Die verbleibende Lücke zwischen der experimentierfreudigen Radikalität des HipHop und einer den Unmut schwarzer Jugendlicher kanalisierender N.O.I.-Bürokratie hat der kalifornische Rapper Ice Cube vor kurzem mit seiner aktuellen LP Death Certificate auf einzigartige Weise geschlossen. Auf dem Cover der LP empfiehlt er: „The best place for a young black male or female ist the N.O.I.“ Daneben posiert er zwischen seinen Freunden vom Produktionskollektiv Lench Mob und einer uniformierten Delegation der Sekte. In seinen Händen das N.O.I.-Zentralorgan 'Final Call‘ mit der Überschrift „Unite Or Perish“ — Einheit oder Untergang.

Die Einheit, erklärt er in einem Interview mit dem amerikanischen Magazin 'The Source‘, sei nur zu erreichen, „when we get that white man, really, out our heads“. Er setzt dabei auf die identitätsstiftende Kraft der kulturellen Differenz, die durchgehend auf allen Stücken der LP in einer Absolutheit herausgestellt wird, wie sie die weiße Kultur andererseits permanent zu verdecken sucht. Während diese Haltung auch für hiesige Subkulturen noch teilbar erscheint (deren Strategien ja immer auch radikale Abgrenzung bedeutet), führt sie bei Ice Cube jedoch zu einem kruden Separatismus, der jede Auseinandersetzung verweigert und in seinen verbindlichen Aussagen über das Schwarz-Sein zugleich eine Unzahl neuer Rassismen mitproduziert.

● Vorliegendes Material
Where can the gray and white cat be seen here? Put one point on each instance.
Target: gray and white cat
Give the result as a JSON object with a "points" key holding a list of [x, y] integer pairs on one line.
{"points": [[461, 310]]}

● Aufgabe
Schreib aus dem Text über Ice Cubes LP den Abschnitt von „Die verbleibende Lücke“ bis „Einheit oder Untergang.“ wortgetreu ab.

● Richtige Antwort
Die verbleibende Lücke zwischen der experimentierfreudigen Radikalität des HipHop und einer den Unmut schwarzer Jugendlicher kanalisierender N.O.I.-Bürokratie hat der kalifornische Rapper Ice Cube vor kurzem mit seiner aktuellen LP Death Certificate auf einzigartige Weise geschlossen. Auf dem Cover der LP empfiehlt er: „The best place for a young black male or female ist the N.O.I.“ Daneben posiert er zwischen seinen Freunden vom Produktionskollektiv Lench Mob und einer uniformierten Delegation der Sekte. In seinen Händen das N.O.I.-Zentralorgan 'Final Call‘ mit der Überschrift „Unite Or Perish“ — Einheit oder Untergang.